Assignment: All lines from the one including "Indicate every instance of the blue" to the bottom of the entries below should be repeated exactly, both ends kept.
(Material provided)
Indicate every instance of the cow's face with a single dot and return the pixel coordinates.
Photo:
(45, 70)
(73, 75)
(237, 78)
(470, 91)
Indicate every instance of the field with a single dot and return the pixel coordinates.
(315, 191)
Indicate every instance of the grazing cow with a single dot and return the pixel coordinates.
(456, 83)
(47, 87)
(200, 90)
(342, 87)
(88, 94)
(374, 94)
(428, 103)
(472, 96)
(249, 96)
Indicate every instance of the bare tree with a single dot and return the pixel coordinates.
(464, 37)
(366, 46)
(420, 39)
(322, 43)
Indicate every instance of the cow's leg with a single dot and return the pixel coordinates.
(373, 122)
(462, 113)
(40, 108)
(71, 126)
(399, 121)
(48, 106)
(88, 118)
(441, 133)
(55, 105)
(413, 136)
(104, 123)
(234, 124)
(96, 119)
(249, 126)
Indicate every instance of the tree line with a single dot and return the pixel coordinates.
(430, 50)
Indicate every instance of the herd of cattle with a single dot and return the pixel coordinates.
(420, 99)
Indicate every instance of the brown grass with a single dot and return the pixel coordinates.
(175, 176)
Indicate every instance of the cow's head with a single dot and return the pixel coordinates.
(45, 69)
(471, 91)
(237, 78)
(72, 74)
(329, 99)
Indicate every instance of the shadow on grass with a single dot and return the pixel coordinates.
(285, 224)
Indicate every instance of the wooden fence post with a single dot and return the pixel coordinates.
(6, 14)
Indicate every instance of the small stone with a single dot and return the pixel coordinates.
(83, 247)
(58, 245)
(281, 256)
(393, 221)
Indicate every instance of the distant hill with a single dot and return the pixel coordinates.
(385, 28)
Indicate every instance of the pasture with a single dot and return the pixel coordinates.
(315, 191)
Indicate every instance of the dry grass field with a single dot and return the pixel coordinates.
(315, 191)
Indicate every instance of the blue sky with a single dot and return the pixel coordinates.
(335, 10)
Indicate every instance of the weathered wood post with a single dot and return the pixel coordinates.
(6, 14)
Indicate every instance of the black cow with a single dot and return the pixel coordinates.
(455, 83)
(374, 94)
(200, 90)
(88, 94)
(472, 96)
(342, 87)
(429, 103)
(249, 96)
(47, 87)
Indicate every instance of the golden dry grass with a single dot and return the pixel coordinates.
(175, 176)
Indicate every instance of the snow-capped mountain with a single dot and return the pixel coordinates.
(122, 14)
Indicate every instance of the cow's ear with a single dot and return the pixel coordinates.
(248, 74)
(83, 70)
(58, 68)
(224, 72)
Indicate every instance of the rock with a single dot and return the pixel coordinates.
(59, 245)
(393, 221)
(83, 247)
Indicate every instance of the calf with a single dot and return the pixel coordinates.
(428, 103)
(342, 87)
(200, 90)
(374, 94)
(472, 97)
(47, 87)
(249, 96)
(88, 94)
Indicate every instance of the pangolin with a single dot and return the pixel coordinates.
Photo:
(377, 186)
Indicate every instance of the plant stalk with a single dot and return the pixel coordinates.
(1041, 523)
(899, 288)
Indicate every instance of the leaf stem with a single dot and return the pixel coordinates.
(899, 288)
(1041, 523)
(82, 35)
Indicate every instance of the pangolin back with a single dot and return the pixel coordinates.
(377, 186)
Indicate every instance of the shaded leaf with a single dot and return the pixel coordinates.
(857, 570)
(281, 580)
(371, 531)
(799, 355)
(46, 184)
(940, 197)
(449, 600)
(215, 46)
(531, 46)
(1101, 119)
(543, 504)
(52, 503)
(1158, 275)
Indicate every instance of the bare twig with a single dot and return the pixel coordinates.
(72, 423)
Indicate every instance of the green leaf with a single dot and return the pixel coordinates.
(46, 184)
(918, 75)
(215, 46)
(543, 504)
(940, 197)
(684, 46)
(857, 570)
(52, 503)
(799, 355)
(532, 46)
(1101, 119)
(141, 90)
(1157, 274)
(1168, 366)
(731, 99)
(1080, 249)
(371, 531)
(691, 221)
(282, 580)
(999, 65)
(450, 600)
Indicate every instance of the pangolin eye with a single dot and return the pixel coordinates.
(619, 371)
(End Material provided)
Task response:
Indicate every instance of the blue sky with a single dot and return the pixel coordinates.
(335, 10)
Indicate every instance of the weathered wood post with a single dot and return the pixel coordinates.
(6, 14)
Indicate every instance of the black cow with a single dot and return the pixel coordinates.
(455, 83)
(374, 94)
(200, 90)
(88, 94)
(472, 96)
(342, 87)
(429, 103)
(249, 96)
(47, 87)
Indicate every instance of the golden dry grass with a single dot and return the pixel coordinates.
(175, 176)
Indicate every instance of the snow-capped mountain with a single dot and return the pixel coordinates.
(122, 14)
Indicate every instance of the cow's ear with a single dot and return the pixel coordinates.
(248, 74)
(83, 70)
(58, 68)
(224, 72)
Indicate every instance of the rock with a single dot and return the pixel coordinates.
(59, 245)
(393, 221)
(83, 247)
Indicate every instance of the calf with a single dot and return the pixel coordinates.
(428, 103)
(342, 87)
(200, 90)
(374, 94)
(472, 97)
(47, 87)
(249, 96)
(88, 94)
Indicate every instance of the pangolin with a single dot and return the pixel coordinates.
Photo:
(377, 186)
Indicate every instance of the plant stalk with a single dot and return the pixel coordinates.
(1041, 523)
(899, 288)
Indicate every instance of the leaf stem with a single dot and return the pixel coordinates.
(899, 288)
(1041, 523)
(82, 35)
Indicate every instance of the pangolin back with a single dot and return the pixel coordinates.
(377, 186)
Indicate every instance of the shaded leaf with a single dot and return the pixel coordinates.
(857, 570)
(281, 580)
(371, 531)
(799, 355)
(46, 184)
(940, 197)
(449, 600)
(215, 46)
(531, 46)
(1101, 119)
(543, 504)
(52, 503)
(1158, 275)
Indicate every instance of the bare twig with a single dot and return the pixel coordinates.
(72, 423)
Indicate every instance of the green leaf with a single dot and return the pixel coordinates.
(46, 184)
(918, 75)
(215, 46)
(543, 504)
(940, 197)
(684, 46)
(857, 570)
(52, 503)
(799, 355)
(532, 46)
(1101, 119)
(141, 90)
(1157, 274)
(1168, 366)
(731, 99)
(1080, 249)
(371, 531)
(691, 221)
(282, 580)
(999, 65)
(450, 600)
Indicate every instance of the pangolin eye with a single dot and return the pixel coordinates.
(619, 371)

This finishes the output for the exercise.